**Passage affiché**:
L'émergence du cyberespace
ne signifie nullement que "tout" est enfin accessible, Extraits de Cyberculture, rapport au Conseil de l'Europe de
Pierre Lévy. Paris, Odile Jacob, 1998.
[extraits]
L'articulation d'une multitude de points de vue
Dans un de mes cours à l'Université de Paris VIII,
intitulé "Technologies
numériques et mutations culturelles", je demande à
chaque étudiant de faire à la
classe un exposé de dix minutes. La veille de l'exposé,
ils doivent me rendre une
synthèse de deux pages, avec une bibliographie, qui pourra
éventuellement être
photocopiée par les autres étudiants désireux
d'approfondir le sujet.
L'année dernière, l'un d'eux me tend ses deux pages
de résumé en me disant d'un
air un peu mystérieux : "Tenez! Il s'agit d'un exposé
virtuel!" J'ai beau feuilleter
son travail sur les instruments de musique numériques,
je ne vois pas ce qui le
distingue des synthèses habituelles : un titre en gras,
des sous-titres, des mots
soulignés dans un texte plutôt bien articulé,
une bibliographie. S'amusant de mon
scepticisme, il m'entraîne vers la salle des ordinateurs
et, suivis par quelques autres
étudiants, nous nous installons autour d'un écran.
Je découvre alors que les deux
pages de résumé que j'avais parcouru sur du papier
étaient la projection imprimée de
pages Web.

Extrait du jeu de données
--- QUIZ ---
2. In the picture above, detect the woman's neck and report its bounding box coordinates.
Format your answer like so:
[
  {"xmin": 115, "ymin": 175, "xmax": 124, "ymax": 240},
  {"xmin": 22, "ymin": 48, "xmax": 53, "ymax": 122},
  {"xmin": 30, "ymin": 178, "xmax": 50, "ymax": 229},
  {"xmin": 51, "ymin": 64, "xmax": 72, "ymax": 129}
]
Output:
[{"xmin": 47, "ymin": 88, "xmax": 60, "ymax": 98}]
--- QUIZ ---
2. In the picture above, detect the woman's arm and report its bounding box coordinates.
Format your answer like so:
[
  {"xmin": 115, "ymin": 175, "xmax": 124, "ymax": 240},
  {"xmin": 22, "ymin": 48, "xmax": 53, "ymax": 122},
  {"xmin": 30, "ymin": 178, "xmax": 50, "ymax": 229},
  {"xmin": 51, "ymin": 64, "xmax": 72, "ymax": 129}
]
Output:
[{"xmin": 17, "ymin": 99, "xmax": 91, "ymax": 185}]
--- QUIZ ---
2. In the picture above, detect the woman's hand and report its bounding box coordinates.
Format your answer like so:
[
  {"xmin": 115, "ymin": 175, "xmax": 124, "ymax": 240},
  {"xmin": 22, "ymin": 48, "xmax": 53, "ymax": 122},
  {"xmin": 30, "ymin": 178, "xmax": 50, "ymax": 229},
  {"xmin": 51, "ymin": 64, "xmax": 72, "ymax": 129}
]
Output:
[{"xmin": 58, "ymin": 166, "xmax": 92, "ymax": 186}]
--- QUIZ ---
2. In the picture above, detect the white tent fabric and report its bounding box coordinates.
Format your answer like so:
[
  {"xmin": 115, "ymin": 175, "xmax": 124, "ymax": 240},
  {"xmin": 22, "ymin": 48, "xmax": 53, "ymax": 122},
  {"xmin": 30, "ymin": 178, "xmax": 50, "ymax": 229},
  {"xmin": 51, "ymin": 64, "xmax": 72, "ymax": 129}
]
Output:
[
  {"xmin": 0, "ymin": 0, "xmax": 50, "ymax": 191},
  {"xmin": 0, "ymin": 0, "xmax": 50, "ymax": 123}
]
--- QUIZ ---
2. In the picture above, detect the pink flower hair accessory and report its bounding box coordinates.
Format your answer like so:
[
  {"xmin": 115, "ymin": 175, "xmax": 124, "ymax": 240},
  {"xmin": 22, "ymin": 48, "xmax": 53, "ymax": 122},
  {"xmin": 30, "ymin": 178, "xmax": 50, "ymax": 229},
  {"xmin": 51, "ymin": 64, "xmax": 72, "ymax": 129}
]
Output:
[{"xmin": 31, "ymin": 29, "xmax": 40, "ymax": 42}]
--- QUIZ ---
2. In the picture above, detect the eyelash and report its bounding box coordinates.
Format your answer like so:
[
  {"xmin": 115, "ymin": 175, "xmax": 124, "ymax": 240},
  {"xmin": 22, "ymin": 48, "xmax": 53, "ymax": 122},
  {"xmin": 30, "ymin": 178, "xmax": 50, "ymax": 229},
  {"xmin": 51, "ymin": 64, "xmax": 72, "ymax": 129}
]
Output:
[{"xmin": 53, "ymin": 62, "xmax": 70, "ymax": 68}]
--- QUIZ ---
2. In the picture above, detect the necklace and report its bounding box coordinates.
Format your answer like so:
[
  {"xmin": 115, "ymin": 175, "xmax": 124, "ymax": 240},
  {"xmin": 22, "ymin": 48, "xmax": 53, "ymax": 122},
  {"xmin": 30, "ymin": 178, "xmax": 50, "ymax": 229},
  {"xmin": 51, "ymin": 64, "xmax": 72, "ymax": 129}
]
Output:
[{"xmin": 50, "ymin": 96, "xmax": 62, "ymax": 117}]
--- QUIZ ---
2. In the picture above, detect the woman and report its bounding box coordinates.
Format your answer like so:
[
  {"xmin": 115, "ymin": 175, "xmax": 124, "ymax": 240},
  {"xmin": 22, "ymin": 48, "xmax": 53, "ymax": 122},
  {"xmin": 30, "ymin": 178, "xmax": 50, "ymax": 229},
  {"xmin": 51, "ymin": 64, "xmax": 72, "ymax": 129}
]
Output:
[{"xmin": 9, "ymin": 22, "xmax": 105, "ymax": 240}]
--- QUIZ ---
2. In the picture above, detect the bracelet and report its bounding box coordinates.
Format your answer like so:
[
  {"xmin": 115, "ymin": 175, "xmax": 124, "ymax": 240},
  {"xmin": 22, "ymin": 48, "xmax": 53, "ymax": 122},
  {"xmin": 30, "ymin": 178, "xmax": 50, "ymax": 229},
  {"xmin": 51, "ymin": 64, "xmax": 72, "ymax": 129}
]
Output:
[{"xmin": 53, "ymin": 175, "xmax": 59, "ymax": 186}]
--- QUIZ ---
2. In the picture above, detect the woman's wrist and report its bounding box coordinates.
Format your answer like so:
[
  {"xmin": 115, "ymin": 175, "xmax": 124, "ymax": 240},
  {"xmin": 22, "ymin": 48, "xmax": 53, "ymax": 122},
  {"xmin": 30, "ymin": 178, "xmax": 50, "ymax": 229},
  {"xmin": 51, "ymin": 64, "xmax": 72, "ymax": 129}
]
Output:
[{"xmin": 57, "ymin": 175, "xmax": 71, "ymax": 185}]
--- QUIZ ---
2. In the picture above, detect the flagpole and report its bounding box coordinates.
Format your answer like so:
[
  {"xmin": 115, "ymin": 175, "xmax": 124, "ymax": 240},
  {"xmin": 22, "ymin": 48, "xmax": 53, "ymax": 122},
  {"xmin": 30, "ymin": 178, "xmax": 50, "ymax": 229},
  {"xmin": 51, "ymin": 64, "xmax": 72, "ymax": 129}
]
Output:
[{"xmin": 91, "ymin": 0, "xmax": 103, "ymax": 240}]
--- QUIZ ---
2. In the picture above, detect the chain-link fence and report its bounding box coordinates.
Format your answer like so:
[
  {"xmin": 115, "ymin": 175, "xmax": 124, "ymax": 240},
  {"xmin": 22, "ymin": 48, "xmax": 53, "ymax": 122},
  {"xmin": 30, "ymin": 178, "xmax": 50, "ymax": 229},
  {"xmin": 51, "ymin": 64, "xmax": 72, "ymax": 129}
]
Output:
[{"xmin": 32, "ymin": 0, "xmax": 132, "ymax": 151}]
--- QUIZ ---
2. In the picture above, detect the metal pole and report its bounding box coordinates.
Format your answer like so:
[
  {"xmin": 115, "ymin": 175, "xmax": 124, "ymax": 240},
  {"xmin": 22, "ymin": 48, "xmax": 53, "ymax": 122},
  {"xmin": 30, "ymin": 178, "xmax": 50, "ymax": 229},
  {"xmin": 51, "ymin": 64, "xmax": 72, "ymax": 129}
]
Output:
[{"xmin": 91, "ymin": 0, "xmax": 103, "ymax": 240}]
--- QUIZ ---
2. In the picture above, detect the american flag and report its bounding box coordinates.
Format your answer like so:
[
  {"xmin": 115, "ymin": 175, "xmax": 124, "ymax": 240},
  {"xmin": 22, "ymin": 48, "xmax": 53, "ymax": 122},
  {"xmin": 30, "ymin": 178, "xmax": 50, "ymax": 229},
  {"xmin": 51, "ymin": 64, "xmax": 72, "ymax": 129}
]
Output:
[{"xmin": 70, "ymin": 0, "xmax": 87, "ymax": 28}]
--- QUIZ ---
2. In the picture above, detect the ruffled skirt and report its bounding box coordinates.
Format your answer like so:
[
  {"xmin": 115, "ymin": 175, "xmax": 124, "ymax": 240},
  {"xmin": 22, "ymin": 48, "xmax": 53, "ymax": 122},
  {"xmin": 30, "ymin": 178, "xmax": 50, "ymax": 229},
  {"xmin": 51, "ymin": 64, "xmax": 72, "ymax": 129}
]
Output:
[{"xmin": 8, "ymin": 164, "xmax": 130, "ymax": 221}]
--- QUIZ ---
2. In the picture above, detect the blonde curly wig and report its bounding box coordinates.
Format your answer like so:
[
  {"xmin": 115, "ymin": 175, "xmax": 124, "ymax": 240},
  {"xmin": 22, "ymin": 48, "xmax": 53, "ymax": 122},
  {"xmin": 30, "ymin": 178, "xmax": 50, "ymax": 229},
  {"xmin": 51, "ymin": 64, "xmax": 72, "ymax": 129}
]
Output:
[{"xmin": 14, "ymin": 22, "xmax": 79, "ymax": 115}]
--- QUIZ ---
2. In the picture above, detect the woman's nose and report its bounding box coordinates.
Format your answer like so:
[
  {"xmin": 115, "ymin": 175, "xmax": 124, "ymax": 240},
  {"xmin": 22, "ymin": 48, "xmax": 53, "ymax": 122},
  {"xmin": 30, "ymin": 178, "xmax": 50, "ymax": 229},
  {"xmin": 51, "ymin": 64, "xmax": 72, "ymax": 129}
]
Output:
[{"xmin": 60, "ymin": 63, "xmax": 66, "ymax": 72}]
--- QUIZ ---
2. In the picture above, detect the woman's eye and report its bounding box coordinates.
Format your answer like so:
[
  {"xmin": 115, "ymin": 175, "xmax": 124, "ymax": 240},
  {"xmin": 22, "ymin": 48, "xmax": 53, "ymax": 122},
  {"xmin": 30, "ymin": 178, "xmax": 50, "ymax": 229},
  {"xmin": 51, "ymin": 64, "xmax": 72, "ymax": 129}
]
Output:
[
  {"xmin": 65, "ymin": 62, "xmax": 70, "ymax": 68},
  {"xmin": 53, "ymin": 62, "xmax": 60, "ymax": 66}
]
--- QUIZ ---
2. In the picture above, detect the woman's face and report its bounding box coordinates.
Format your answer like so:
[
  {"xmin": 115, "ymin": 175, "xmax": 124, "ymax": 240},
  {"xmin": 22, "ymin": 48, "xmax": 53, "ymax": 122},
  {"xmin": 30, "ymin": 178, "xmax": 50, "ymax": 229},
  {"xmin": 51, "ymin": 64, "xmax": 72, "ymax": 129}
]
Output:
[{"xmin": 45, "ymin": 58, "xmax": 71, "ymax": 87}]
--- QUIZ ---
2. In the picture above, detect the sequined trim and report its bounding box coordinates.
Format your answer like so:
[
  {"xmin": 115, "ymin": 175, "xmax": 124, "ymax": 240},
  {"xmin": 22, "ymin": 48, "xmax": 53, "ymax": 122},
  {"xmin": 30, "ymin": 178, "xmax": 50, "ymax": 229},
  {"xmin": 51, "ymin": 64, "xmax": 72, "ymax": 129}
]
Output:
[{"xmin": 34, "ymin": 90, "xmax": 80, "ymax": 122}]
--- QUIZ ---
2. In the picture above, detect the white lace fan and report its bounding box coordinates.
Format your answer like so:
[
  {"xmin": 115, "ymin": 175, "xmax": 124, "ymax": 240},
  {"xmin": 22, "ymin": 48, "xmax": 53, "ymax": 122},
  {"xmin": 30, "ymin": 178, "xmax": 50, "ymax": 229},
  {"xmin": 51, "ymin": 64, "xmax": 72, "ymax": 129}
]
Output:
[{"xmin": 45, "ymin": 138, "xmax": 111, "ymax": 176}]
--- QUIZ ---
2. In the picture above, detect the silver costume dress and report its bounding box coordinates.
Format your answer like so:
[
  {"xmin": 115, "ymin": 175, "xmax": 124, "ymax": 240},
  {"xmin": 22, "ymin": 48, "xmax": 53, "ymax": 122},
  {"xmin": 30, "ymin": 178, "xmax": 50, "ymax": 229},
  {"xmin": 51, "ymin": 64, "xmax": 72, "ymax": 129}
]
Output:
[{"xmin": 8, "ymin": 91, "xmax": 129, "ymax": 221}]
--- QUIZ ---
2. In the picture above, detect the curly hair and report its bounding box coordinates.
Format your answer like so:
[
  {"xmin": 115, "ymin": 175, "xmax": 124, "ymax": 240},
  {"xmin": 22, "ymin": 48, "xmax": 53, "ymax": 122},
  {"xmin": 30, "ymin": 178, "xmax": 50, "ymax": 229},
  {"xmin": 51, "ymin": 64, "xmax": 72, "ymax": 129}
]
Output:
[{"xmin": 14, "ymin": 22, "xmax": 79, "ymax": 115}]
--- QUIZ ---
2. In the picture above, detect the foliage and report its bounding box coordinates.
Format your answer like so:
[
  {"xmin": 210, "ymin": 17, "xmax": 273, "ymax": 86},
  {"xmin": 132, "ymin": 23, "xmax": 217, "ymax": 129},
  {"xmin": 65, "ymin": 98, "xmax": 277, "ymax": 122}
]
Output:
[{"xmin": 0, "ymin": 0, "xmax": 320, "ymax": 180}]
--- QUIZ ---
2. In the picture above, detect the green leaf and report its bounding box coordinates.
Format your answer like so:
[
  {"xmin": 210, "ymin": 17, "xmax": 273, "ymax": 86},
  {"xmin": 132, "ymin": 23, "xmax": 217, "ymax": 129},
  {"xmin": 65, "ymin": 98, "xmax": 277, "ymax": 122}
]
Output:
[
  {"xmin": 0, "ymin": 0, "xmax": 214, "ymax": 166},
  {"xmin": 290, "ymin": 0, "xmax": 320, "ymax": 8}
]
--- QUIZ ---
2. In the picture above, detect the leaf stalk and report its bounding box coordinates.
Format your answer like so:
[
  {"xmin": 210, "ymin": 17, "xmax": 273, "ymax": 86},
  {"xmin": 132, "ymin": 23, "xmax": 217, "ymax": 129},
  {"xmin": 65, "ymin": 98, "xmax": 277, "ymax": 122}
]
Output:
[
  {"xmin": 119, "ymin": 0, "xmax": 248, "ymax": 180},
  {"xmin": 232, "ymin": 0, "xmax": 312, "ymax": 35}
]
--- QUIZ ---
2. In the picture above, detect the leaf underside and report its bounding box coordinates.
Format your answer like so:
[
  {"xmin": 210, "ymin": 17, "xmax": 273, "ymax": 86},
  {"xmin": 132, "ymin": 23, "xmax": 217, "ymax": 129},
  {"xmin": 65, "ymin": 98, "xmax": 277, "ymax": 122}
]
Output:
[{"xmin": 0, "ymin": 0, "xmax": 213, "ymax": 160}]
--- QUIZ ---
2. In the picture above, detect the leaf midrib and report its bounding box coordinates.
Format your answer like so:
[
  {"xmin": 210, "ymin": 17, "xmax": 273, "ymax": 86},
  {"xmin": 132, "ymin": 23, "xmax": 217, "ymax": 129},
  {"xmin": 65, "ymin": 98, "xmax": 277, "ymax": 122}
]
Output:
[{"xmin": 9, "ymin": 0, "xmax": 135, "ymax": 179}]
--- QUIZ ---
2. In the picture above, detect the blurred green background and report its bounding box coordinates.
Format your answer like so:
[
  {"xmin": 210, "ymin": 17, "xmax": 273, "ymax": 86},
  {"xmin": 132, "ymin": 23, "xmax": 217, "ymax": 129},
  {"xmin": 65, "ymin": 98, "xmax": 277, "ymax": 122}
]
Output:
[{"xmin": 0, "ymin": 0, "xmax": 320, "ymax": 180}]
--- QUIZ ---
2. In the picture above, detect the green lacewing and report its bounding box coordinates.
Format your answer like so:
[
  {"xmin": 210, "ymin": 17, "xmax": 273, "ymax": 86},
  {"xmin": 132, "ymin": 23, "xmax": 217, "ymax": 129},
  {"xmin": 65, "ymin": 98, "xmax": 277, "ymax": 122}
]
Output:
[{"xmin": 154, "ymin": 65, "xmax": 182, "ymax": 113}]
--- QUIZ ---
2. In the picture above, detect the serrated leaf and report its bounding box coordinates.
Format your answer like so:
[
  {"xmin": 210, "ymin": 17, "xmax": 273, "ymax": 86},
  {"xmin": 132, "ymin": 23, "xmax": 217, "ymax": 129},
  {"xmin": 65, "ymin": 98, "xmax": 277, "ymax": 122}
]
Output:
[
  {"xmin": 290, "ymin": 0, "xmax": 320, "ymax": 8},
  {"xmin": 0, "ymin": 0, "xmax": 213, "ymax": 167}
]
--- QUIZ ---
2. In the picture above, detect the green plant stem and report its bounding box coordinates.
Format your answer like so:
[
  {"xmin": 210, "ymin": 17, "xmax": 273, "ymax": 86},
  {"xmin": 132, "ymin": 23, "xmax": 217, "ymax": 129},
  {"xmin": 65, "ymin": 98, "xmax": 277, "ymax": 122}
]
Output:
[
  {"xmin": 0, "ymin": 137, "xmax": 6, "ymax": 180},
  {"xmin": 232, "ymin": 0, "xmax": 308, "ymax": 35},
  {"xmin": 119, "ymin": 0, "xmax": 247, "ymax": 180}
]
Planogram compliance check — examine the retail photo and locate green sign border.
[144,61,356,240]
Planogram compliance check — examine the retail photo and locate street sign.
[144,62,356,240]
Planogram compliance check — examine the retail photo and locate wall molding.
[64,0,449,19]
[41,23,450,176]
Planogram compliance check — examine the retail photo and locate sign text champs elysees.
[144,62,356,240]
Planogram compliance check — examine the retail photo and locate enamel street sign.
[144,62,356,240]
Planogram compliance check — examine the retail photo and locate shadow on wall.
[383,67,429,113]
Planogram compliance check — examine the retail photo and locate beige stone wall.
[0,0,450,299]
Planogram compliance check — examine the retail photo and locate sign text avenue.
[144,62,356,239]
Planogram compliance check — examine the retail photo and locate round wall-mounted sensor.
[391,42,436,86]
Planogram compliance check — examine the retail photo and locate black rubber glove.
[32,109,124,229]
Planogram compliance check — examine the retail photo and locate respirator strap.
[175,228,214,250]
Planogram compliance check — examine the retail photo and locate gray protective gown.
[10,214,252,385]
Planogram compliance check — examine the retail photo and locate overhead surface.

**Travail à réaliser**: Dans le passage sur le cyberespace, quel est l'intitulé du cours donné à l'Université de Paris VIII ?

**Réponse proposée**: Le cours s'intitule « Technologies numériques et mutations culturelles ».